Assignment:
When you reach the line containing "Target: uniform collar" in the entries below, begin reproducing lines exactly, and stop once the line containing "Target: man's face" is done.

------ Data records ------

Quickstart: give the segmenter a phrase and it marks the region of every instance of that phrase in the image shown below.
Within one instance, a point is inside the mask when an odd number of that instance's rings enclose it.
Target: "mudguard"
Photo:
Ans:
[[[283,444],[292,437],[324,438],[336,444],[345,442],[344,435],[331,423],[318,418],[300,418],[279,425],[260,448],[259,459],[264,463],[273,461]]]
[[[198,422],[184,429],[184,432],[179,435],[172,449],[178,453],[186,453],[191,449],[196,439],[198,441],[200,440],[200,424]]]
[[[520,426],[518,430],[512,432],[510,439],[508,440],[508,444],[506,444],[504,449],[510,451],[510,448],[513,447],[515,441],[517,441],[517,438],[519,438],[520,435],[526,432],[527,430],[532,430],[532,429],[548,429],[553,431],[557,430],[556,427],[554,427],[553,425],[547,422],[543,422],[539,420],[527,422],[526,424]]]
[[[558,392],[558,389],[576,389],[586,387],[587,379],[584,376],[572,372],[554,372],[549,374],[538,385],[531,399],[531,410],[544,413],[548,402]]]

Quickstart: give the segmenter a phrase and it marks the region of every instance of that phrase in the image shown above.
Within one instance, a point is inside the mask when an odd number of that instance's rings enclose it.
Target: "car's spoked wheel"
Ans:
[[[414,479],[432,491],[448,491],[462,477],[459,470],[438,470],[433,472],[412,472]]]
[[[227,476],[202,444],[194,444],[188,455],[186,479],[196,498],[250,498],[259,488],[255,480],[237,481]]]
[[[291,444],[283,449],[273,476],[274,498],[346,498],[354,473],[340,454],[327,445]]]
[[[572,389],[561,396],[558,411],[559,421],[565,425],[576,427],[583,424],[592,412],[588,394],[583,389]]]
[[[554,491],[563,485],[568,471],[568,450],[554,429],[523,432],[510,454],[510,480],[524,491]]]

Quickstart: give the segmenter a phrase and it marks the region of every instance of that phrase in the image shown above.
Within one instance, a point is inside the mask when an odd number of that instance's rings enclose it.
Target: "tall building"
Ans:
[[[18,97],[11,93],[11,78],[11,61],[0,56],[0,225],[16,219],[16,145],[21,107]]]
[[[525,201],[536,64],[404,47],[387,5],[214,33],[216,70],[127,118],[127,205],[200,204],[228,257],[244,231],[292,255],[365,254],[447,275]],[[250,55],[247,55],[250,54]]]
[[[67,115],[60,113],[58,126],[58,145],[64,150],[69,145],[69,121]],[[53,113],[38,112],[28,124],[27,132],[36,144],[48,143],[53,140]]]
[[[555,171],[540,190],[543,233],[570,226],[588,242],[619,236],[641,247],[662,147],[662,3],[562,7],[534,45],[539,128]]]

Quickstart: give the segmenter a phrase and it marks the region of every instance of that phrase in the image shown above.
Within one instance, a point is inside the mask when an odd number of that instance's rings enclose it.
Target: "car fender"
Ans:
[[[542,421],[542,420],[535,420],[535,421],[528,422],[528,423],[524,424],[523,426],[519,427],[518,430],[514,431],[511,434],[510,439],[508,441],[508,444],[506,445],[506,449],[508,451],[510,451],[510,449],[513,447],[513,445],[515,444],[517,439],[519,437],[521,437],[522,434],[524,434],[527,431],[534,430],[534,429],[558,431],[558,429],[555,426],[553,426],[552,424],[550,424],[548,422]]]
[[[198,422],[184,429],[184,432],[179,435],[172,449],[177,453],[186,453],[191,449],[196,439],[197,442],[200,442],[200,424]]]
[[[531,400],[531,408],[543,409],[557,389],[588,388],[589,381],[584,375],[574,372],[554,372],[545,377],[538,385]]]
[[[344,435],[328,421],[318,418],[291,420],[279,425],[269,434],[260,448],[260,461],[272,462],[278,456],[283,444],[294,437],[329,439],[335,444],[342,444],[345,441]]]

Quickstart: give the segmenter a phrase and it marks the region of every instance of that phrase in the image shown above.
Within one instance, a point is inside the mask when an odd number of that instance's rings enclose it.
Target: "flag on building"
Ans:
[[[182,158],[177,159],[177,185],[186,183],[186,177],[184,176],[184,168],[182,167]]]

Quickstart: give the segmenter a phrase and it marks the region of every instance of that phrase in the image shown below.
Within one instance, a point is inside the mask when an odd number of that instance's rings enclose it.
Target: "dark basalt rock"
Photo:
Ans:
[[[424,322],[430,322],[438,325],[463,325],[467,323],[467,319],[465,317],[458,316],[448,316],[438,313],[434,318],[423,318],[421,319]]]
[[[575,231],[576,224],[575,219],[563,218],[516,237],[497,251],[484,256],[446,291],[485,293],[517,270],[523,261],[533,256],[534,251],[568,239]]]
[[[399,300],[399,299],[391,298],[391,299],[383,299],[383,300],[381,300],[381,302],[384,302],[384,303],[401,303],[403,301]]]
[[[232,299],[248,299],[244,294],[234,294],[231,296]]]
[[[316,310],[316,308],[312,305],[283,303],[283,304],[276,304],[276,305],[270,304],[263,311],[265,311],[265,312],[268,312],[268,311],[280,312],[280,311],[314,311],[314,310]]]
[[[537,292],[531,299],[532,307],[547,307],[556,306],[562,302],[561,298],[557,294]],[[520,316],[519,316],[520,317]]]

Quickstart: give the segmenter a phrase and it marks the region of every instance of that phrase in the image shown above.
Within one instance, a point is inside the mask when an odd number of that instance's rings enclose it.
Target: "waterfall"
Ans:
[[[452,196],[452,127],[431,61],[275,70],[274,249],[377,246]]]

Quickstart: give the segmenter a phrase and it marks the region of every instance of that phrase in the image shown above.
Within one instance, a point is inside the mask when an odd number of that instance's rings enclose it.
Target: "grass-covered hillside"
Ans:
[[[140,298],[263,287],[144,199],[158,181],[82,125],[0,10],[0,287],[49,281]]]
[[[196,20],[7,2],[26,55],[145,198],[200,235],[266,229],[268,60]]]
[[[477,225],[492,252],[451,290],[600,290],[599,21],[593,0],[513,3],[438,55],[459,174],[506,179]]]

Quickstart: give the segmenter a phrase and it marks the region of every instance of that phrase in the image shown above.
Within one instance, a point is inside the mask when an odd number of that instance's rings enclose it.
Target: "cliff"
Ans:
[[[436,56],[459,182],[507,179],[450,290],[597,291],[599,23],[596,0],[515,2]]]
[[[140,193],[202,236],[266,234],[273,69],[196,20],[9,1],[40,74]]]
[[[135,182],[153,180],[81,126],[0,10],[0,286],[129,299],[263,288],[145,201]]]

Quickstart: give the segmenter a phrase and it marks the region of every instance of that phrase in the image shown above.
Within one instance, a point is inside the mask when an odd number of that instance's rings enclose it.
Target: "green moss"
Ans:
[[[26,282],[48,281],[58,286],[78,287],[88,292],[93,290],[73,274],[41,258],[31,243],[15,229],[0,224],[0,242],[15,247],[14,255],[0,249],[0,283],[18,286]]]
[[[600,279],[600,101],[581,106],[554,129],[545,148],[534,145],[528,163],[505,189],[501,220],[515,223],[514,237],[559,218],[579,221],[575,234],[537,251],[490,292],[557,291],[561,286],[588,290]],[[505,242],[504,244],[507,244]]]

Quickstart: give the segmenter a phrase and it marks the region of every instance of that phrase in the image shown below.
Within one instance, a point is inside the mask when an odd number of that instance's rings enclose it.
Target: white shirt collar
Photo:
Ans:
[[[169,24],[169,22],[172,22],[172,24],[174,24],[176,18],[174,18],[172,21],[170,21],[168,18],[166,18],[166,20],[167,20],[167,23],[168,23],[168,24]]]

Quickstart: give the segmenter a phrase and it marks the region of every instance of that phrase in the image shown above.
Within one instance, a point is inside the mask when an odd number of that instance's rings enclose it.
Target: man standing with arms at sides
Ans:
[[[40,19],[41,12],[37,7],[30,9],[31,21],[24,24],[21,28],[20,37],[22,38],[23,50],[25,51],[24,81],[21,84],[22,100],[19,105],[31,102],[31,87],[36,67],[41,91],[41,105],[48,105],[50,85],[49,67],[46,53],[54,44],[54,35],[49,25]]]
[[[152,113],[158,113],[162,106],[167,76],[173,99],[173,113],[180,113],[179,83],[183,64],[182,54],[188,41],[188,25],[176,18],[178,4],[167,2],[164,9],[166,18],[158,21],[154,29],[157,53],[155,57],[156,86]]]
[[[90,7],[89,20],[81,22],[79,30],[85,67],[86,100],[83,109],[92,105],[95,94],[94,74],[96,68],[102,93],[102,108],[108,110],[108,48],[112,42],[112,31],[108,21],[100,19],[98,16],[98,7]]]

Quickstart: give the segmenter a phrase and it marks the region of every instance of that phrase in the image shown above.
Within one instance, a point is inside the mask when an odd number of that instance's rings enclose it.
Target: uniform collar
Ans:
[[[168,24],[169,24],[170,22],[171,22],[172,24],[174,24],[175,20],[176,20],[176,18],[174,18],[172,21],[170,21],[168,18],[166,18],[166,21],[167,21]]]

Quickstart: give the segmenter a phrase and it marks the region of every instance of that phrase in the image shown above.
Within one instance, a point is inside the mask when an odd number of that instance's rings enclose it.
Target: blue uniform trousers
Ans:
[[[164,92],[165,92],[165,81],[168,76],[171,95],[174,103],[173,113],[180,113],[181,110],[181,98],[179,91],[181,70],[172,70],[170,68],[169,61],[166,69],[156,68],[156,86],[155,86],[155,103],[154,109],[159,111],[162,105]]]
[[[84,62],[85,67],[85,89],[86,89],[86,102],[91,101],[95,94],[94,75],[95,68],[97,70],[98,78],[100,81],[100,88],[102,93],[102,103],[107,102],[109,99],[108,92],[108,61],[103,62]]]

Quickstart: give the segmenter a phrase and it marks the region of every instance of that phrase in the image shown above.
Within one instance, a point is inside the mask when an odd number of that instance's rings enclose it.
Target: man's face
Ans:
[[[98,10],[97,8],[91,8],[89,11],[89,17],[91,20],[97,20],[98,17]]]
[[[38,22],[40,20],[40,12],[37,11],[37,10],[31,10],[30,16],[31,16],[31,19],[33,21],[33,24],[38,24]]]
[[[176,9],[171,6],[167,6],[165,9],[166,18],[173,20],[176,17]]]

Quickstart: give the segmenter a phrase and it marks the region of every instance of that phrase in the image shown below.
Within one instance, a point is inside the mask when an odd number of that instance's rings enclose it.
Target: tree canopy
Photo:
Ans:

------

Your response:
Target: uniform collar
Ans:
[[[168,24],[169,24],[170,22],[171,22],[172,24],[174,24],[175,20],[176,20],[176,18],[174,18],[172,21],[170,21],[168,18],[166,18],[166,21],[167,21]]]

Quickstart: give the segmenter a phrase and it marks the region of every instance of that phrase in the image shown above.
Within one instance, a point is inside the mask when an odd number of that instance's rings enclose it.
Target: blue uniform trousers
Ans:
[[[164,92],[165,92],[165,81],[168,76],[171,95],[174,103],[173,113],[180,113],[181,110],[181,98],[179,91],[181,70],[172,70],[170,68],[169,61],[166,69],[156,68],[156,86],[155,86],[155,103],[154,109],[159,111],[162,105]]]
[[[84,62],[85,67],[85,89],[86,89],[86,102],[91,101],[95,94],[94,75],[95,68],[97,70],[98,78],[100,81],[100,88],[102,93],[102,103],[107,102],[109,99],[108,92],[108,61],[103,62]]]

Quickstart: give the segmenter a phrase and it marks the region of every instance of that phrase in the image shown above.
Within one instance, a point is inside the mask when an odd number of that instance's rings enclose it.
Target: man's face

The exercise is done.